** start of Text to read **

Do a table of plots. So plug 1 into "x" then 2 into "x" and so on and so on.... Then plot these x and y values as coordinates on an xy graph. Then you will have a parabola, then just shift every point down 3 and this 2nd parabola will be "f(x)=2x^2-3"(your equation you were on about).:)

Posted

That isn't a parabola; it's an expression. However, y=2x2-3 is a function, so it can be graphed(and it is a parabola). Make a chart of values with two columns(one side is x, the other y). Choose some x values and then plug them into the equation to get the y values. Some values you definitely should chart are the x-intercept(where y=0) and the y-intercept(where x=0).

Posted
f(x)=2x^2-3 is y=2x^2-3, dilburt.

 

I was responding to the OP in which an expression was to be used as a function.:doh:

Posted
I was responding to the OP in which an expression was to be used as a function.:doh:

Oh sorry, I though you were picking at me for having the foresight to know what he really meant.

  • 2 weeks later...

** end of Text to read **
** start of Entries provided **

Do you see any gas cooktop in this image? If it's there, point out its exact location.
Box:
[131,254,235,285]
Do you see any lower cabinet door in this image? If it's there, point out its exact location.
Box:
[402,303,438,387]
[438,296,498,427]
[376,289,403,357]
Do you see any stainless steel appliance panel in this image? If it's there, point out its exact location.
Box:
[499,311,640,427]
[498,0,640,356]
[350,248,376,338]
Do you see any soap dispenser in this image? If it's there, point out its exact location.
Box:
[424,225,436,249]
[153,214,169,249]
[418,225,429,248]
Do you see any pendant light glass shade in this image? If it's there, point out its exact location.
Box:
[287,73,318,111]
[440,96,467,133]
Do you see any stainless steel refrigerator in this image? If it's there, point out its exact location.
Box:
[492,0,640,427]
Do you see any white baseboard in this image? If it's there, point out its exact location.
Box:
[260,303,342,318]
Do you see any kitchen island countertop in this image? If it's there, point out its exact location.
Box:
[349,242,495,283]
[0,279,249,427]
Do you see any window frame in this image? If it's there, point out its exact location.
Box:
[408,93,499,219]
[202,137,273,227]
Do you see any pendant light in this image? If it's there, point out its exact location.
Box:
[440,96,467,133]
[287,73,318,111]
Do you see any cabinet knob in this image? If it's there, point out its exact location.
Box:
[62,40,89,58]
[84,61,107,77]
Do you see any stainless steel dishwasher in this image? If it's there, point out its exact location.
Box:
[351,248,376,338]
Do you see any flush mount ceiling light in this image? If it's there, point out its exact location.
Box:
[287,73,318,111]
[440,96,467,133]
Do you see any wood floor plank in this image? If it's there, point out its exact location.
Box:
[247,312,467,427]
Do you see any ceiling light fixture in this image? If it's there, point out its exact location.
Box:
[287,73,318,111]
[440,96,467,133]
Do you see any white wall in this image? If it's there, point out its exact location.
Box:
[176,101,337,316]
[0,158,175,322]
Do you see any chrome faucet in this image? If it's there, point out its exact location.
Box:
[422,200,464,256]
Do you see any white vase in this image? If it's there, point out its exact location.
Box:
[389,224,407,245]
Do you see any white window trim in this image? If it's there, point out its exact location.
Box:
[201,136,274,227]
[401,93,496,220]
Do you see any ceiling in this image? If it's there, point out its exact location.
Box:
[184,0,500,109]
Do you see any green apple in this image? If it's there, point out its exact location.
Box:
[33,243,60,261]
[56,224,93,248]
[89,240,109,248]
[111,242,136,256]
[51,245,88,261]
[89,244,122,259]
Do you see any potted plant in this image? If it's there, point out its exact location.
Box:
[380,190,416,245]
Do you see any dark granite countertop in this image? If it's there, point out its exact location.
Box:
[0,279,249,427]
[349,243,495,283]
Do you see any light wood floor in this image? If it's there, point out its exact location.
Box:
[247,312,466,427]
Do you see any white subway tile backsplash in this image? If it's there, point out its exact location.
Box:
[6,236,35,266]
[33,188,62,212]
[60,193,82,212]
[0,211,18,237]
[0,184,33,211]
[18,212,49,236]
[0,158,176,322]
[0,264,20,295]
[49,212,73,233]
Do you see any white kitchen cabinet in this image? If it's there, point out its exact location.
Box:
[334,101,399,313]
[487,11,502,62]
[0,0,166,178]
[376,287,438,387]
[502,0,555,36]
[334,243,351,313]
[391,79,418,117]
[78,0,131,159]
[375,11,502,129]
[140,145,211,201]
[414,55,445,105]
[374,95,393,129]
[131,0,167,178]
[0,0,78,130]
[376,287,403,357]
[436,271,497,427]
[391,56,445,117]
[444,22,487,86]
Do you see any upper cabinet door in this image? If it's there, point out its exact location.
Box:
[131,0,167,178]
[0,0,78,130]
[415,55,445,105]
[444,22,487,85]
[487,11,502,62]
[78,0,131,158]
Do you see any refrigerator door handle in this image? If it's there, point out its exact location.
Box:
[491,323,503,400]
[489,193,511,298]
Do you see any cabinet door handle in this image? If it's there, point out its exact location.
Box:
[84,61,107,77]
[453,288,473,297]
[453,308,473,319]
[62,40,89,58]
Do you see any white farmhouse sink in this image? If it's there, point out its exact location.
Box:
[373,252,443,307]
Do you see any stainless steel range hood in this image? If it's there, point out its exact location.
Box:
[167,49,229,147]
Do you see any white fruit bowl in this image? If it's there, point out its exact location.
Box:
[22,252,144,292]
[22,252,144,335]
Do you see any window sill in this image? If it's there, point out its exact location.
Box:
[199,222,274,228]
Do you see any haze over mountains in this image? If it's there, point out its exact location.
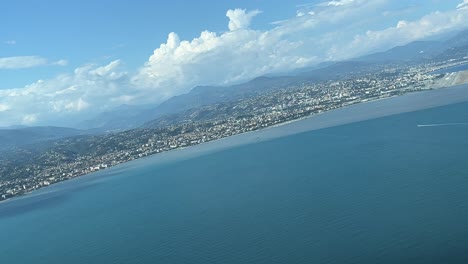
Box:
[0,30,468,149]
[78,30,468,130]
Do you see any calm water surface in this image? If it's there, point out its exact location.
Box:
[0,100,468,264]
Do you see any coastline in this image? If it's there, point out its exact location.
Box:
[0,84,468,204]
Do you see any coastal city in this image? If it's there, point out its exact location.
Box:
[0,58,468,200]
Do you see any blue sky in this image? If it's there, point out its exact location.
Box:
[0,0,468,126]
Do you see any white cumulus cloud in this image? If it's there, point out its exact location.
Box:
[226,9,260,30]
[457,0,468,9]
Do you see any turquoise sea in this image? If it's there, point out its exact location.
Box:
[432,64,468,74]
[0,86,468,264]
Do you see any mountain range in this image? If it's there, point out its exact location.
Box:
[4,30,468,149]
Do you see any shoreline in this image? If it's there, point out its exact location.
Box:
[0,84,468,204]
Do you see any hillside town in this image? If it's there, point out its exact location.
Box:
[0,59,468,200]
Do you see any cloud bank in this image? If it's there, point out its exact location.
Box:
[0,0,468,126]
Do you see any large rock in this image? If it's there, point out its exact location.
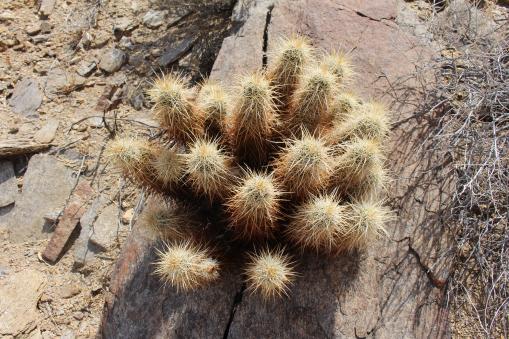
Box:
[102,0,448,338]
[0,269,46,338]
[6,154,74,242]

** end of Entries provided **

**Problem statement**
In the thread about graphing a parabola, rewrite the passage from "That isn't a" to "he really meant.", swapping "expression" for "formula".

**Full output**
That isn't a parabola; it's an formula. However, y=2x2-3 is a function, so it can be graphed(and it is a parabola). Make a chart of values with two columns(one side is x, the other y). Choose some x values and then plug them into the equation to get the y values. Some values you definitely should chart are the x-intercept(where y=0) and the y-intercept(where x=0).

Posted
f(x)=2x^2-3 is y=2x^2-3, dilburt.

 

I was responding to the OP in which an formula was to be used as a function.:doh:

Posted
I was responding to the OP in which an formula was to be used as a function.:doh:

Oh sorry, I though you were picking at me for having the foresight to know what he really meant.